▸ Excerpt provided:
────────

I answered an ad like this on Craigs list and after I went through the (very brief) interview process- the coordinator told me she was checking "walk in" as for how I got there. She specifically said "craigs list leaves a bad taste in some of our client's mouths"

Anonymous said...

You're describing my last nanny. If you find her, tell her to leave that bum of a husband and come back and work for us!

:)

Anonymous said...

I'm perplexed... What specifically do the agencies "warn" will happen if you use Craigslist? I used CL to find my son's nanny... it's just a type of classified advertising, so what's the big deal? - Mom in San Francisco, CA

Anonymous said...

I think Craig's List is better than agencies. Look at your agencies fee agreement very closely. Most of the agencies claim they give you a "trial period" or a "guarantee" however their agrements say you have to pay before the candidate starts and then you can't get your money back if the person is horrible. They will help you find a replacement, but if their candidate pool is poor, why would you want a replacement from them? If they really did a good job of finding quality candidates, they would stand behind them better. If you have no issue with paying high fees, I would look at the English Nanny and Governess school www.nanny-governess.com at least that group are candidates who invested in acquiring the training and education to be professional nannies. I was impressed when I spoke to their placement office, but the fees (and salaries) are beyond what I can afford.

Anonymous said...

I have been warned about Craigs List Horror Stories by the agency I used to find my "baby nurse".

But this ad? Are they kidding with that? Looks like a rush job to me. Their qualifications are so open, basically all you have to do is be able to walk and drive. I think there are a number of cabs listed alphabetically in the yellow pages that can do that job.

Raise the bar!

And this person just sits back and waits for resumes to come in from nannies?

────────

▸ Raw records:
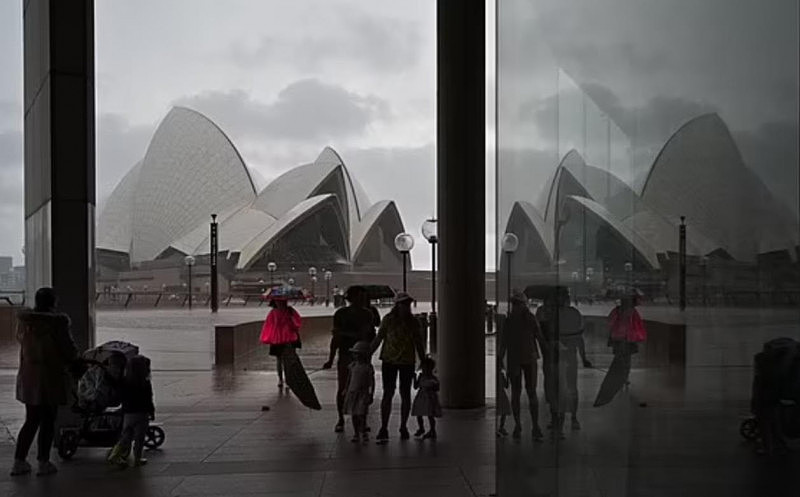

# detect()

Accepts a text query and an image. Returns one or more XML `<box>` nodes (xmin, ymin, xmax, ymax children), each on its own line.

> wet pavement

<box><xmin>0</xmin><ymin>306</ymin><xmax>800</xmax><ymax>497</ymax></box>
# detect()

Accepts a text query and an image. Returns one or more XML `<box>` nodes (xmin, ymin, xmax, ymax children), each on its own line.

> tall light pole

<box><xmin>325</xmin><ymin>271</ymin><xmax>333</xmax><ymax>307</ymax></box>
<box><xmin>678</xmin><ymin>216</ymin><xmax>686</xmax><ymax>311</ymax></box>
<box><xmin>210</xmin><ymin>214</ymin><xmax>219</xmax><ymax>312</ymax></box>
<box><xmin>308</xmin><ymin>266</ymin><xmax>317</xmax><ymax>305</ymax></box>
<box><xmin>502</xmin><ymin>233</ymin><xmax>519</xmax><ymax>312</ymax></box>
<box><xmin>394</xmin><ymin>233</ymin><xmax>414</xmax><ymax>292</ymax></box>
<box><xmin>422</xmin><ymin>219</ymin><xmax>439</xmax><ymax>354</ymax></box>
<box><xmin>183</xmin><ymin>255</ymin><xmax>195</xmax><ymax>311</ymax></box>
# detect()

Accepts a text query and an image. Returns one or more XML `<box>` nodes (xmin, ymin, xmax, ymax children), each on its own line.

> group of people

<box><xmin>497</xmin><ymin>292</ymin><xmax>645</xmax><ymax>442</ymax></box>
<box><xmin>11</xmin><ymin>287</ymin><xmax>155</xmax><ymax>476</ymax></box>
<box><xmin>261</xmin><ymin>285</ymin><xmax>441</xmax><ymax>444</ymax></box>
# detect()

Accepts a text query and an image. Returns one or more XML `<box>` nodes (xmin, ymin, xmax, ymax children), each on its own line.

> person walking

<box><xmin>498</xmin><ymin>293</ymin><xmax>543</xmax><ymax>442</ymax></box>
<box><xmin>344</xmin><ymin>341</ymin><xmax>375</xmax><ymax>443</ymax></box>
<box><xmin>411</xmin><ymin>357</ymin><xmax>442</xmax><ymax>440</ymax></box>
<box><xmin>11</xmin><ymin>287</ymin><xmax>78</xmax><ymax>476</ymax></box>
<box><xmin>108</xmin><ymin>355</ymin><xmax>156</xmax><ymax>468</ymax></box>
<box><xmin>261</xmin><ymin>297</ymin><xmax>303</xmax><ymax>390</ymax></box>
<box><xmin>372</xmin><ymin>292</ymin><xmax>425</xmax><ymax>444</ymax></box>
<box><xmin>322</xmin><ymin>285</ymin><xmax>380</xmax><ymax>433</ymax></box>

────────

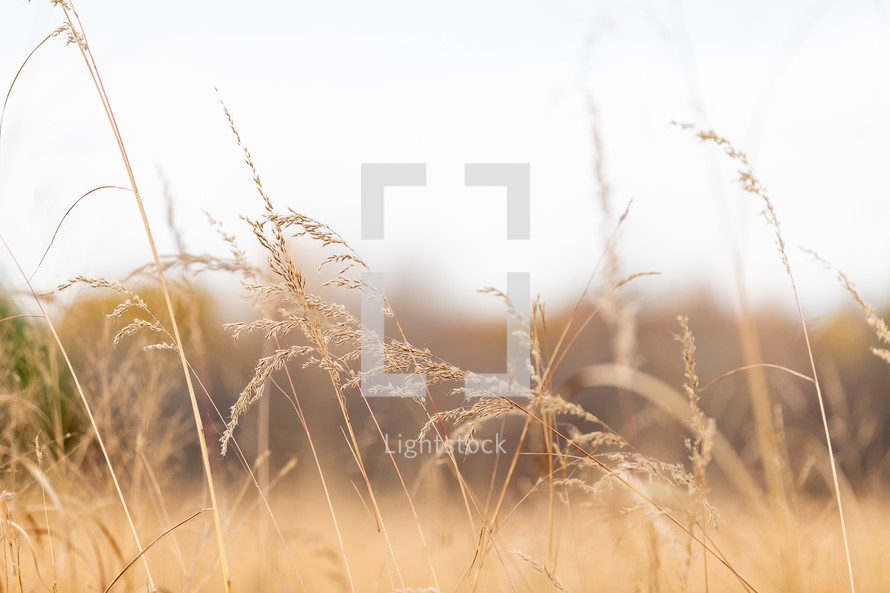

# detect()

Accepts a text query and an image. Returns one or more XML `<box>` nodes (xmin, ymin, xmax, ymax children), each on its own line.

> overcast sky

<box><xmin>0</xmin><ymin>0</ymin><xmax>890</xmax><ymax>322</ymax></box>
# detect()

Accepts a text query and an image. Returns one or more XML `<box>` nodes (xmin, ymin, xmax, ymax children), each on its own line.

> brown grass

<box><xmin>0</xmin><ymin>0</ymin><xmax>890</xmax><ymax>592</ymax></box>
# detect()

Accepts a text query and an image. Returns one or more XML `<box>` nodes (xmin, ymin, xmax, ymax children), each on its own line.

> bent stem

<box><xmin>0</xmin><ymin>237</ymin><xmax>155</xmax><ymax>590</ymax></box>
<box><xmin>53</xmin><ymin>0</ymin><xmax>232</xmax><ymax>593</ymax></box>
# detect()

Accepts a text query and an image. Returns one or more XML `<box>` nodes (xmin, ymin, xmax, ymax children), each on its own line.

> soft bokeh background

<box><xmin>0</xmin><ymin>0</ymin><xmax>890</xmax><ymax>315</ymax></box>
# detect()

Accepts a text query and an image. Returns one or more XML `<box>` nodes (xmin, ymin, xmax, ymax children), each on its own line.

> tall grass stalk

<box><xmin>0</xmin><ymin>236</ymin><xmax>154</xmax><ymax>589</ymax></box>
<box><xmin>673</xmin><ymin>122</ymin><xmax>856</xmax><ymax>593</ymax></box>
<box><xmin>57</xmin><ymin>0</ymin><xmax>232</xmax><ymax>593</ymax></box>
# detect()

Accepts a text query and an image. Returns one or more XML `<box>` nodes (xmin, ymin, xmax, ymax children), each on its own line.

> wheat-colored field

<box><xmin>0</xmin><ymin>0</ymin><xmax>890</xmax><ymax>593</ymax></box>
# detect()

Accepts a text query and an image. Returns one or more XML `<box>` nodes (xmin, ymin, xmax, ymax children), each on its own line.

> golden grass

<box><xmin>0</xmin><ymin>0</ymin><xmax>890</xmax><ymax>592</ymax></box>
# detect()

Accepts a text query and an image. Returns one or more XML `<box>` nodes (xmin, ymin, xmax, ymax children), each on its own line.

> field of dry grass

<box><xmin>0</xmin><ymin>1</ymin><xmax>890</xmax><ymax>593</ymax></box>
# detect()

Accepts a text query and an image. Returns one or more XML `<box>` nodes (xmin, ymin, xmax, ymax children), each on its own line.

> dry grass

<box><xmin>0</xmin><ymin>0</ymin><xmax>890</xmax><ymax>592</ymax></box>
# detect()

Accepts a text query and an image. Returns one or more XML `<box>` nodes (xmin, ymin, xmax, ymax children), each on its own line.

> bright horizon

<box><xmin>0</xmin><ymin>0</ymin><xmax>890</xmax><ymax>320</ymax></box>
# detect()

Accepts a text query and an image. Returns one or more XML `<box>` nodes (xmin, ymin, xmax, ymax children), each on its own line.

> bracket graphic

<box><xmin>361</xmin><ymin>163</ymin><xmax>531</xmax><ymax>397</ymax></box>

────────

▸ Goal of the exercise: Translate this sentence from the comments on nanny agencies above into Spanish: "They will help you find a replacement, but if their candidate pool is poor, why would you want a replacement from them?"

▸ Exercise response: Te ayudarán a encontrar un reemplazo, pero si su grupo de candidatos es malo, ¿por qué querrías un reemplazo de ellos?